→ WHAT THE TASK ASKS
The data below has to be returned exactly, down to the last character.
[Start of section]
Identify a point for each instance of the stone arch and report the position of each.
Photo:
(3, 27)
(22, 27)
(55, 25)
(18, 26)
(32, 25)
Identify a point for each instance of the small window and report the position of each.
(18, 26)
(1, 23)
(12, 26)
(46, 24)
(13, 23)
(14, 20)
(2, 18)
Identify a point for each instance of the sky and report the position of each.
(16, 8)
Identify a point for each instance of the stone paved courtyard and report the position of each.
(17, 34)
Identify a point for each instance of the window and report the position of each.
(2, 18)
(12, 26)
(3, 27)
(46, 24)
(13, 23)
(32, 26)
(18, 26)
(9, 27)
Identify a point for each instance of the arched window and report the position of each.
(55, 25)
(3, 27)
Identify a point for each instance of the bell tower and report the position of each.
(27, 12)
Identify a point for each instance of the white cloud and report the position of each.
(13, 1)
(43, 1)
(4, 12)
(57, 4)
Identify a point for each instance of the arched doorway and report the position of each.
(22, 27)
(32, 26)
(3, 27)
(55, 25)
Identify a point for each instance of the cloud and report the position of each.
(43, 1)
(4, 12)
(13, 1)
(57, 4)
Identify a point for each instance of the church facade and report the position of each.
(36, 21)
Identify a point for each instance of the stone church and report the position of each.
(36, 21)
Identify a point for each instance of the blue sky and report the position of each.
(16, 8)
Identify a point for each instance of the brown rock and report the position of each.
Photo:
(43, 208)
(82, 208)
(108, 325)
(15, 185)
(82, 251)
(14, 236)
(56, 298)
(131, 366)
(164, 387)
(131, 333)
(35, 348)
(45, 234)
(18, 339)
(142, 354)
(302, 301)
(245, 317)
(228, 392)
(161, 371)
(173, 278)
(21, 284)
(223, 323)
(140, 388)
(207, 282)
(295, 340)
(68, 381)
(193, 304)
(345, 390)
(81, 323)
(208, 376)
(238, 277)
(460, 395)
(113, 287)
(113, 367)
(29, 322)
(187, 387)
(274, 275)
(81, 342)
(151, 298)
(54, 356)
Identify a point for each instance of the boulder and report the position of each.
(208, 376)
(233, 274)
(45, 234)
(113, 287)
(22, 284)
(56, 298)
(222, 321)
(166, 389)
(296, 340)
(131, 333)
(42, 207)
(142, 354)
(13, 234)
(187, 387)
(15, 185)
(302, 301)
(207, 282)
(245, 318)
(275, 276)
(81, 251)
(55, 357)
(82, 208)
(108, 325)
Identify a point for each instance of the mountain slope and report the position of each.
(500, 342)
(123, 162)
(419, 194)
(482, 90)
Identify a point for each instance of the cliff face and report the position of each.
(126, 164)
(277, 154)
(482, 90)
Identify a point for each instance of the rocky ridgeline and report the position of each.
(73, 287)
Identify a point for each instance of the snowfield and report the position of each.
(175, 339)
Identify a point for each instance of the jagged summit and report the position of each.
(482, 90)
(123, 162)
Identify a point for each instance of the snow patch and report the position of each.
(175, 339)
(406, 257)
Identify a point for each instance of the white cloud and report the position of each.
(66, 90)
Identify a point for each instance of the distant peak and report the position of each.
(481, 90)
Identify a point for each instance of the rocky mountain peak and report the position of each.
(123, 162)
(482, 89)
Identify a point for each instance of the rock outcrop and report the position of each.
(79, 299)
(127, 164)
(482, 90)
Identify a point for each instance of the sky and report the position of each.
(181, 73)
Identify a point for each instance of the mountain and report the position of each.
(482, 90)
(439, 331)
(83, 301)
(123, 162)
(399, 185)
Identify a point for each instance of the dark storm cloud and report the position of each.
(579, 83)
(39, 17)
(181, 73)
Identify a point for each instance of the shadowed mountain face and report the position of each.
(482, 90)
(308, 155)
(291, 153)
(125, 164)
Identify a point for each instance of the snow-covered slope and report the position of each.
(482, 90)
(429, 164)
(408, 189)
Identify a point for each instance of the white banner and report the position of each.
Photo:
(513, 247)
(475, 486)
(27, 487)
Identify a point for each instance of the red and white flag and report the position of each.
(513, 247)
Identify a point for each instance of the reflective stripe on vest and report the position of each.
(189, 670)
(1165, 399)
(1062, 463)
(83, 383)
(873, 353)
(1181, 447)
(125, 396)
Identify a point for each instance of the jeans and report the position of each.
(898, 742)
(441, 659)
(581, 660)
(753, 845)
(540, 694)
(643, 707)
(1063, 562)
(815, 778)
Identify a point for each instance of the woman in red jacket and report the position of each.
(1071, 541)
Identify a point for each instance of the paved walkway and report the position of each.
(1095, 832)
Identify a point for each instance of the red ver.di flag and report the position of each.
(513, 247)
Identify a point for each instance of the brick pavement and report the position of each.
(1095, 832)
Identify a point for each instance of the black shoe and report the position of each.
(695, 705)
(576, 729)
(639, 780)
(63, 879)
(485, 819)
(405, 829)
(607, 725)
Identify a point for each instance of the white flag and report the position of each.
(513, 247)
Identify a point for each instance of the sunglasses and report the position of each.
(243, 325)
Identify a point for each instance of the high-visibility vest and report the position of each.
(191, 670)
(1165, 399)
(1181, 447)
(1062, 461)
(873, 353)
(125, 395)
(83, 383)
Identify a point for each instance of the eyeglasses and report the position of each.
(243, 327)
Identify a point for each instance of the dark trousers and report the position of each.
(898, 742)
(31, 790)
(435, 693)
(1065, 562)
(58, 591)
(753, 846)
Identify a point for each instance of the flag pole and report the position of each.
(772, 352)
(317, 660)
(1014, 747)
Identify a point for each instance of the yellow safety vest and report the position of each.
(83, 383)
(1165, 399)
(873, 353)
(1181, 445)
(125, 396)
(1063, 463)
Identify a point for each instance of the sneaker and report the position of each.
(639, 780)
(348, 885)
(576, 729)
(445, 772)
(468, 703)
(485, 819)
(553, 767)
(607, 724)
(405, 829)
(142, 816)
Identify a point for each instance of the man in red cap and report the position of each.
[End of section]
→ FINISHED TASK
Identify a point for each instance of the stone arch and report the position of each.
Photo:
(3, 27)
(22, 27)
(55, 25)
(18, 26)
(32, 25)
Identify a point for each instance of the small window and report the position of each.
(18, 26)
(1, 23)
(12, 26)
(46, 24)
(13, 23)
(14, 20)
(2, 18)
Identify a point for each instance of the sky and report the position of each.
(16, 8)
Identify a point for each instance of the stone paved courtyard and report the position of each.
(17, 34)
Identify a point for each instance of the window and report the position of each.
(2, 18)
(12, 26)
(3, 27)
(46, 24)
(13, 23)
(32, 26)
(18, 26)
(9, 27)
Identify a point for each instance of the arched window and report the position of each.
(55, 25)
(3, 27)
Identify a point for each instance of the bell tower and report the position of each.
(27, 12)
Identify a point for each instance of the white cloud and report the position of each.
(13, 1)
(43, 1)
(4, 12)
(57, 4)
Identify a point for each instance of the arched doorway and report the position of each.
(22, 27)
(32, 26)
(3, 27)
(55, 25)
Identify a point for each instance of the cloud and report the position of each.
(43, 1)
(4, 12)
(13, 1)
(57, 4)
Identify a point for each instance of the church facade and report the position of each.
(36, 21)
Identify a point for each instance of the stone church and report the position of each.
(36, 21)
Identify a point for each instance of the blue sky and report the position of each.
(16, 8)
Identify a point for each instance of the brown rock and report the position of each.
Photo:
(43, 208)
(82, 208)
(108, 325)
(15, 185)
(82, 251)
(14, 236)
(56, 298)
(131, 366)
(164, 387)
(131, 333)
(35, 348)
(45, 234)
(18, 339)
(142, 354)
(302, 301)
(245, 317)
(228, 392)
(161, 371)
(173, 278)
(21, 284)
(223, 323)
(140, 388)
(207, 282)
(295, 340)
(68, 381)
(193, 304)
(345, 390)
(81, 323)
(208, 376)
(238, 277)
(460, 395)
(113, 287)
(113, 367)
(29, 322)
(187, 387)
(274, 275)
(81, 342)
(151, 298)
(54, 356)
Identify a point for each instance of the boulder and report the position of each.
(208, 376)
(233, 274)
(45, 234)
(113, 287)
(22, 284)
(56, 298)
(222, 321)
(166, 389)
(296, 340)
(131, 333)
(42, 207)
(142, 354)
(13, 234)
(187, 387)
(15, 185)
(302, 301)
(207, 282)
(245, 318)
(275, 276)
(81, 251)
(55, 357)
(82, 208)
(108, 325)
Identify a point for each instance of the mountain slope and report the position of each.
(500, 342)
(123, 162)
(419, 194)
(482, 90)
Identify a point for each instance of the cliff face and report the position of each.
(126, 164)
(277, 154)
(482, 90)
Identify a point for each instance of the rocky ridgeline and report the position of each.
(73, 287)
Identify a point for each instance of the snowfield and report the position of each.
(175, 339)
Identify a point for each instance of the jagged summit and report the position of each.
(482, 90)
(123, 162)
Identify a point for each instance of the snow patch and report the position of each.
(175, 339)
(406, 257)
Identify a point for each instance of the white cloud and report the position of each.
(66, 90)
Identify a point for each instance of the distant peak and report the position of each.
(481, 90)
Identify a point for each instance of the rocky mountain peak and report the position of each.
(123, 162)
(482, 89)
Identify a point for each instance of the rock outcrop and report the position of each.
(79, 299)
(127, 164)
(482, 90)
Identify a point for each instance of the sky and report the position of each.
(181, 73)
Identify a point for each instance of the mountain and report the position of each.
(482, 90)
(439, 331)
(83, 301)
(123, 162)
(399, 185)
Identify a point for each instance of the dark storm cloud and report the position of each.
(579, 83)
(39, 17)
(181, 73)
Identify a point for each instance of the shadowed mountain face and report the position of each.
(482, 90)
(308, 155)
(291, 153)
(125, 164)
Identify a point for each instance of the snow-covered slope and report the position of each.
(482, 90)
(429, 164)
(408, 189)
Identify a point for each instance of the white banner and report the position of each.
Photo:
(513, 247)
(475, 486)
(27, 487)
Identify a point for each instance of the red and white flag and report the position of each.
(513, 247)
Identify a point for each instance of the reflective stripe on vest and report the position of each.
(189, 670)
(1165, 399)
(1062, 463)
(83, 383)
(873, 353)
(1181, 447)
(125, 396)
Identify a point for each instance of the jeans and report the position of each.
(898, 742)
(441, 659)
(581, 660)
(753, 845)
(540, 694)
(643, 707)
(1063, 562)
(815, 778)
Identify a point for each instance of the woman in red jacket and report the position of each.
(1071, 541)
Identify a point for each instance of the paved walkway and report the position of each.
(1095, 832)
Identify a point for each instance of the red ver.di flag and report the position of each.
(513, 247)
Identify a point for each instance of the brick pavement and report the position of each.
(1095, 832)
Identify a point for each instance of the black shoe and report the position of each.
(695, 705)
(576, 729)
(639, 780)
(63, 879)
(485, 819)
(405, 829)
(607, 725)
Identify a point for each instance of the white flag and report the position of each.
(513, 247)
Identify a point for each instance of the sunglasses and report the position of each.
(243, 325)
Identify a point for each instance of the high-visibility vest and report the position of each.
(191, 670)
(1165, 399)
(1181, 447)
(1062, 461)
(873, 353)
(125, 395)
(83, 383)
Identify a point for each instance of the eyeglasses and report the position of each.
(243, 327)
Identify a point for each instance of the dark trousers and report the position of each.
(898, 742)
(31, 790)
(435, 693)
(1065, 562)
(58, 591)
(753, 846)
Identify a point for each instance of the flag pole and report the position of each.
(772, 352)
(317, 660)
(1014, 747)
Identify a point for each instance of the yellow safety vest and report the position of each.
(83, 383)
(1165, 399)
(873, 353)
(1181, 445)
(125, 396)
(1063, 463)
Identify a point for each instance of the sneaker and report the position of each.
(639, 780)
(348, 885)
(576, 729)
(445, 772)
(468, 703)
(485, 819)
(553, 767)
(607, 724)
(405, 829)
(142, 816)
Identify a point for each instance of the man in red cap and report the position of each.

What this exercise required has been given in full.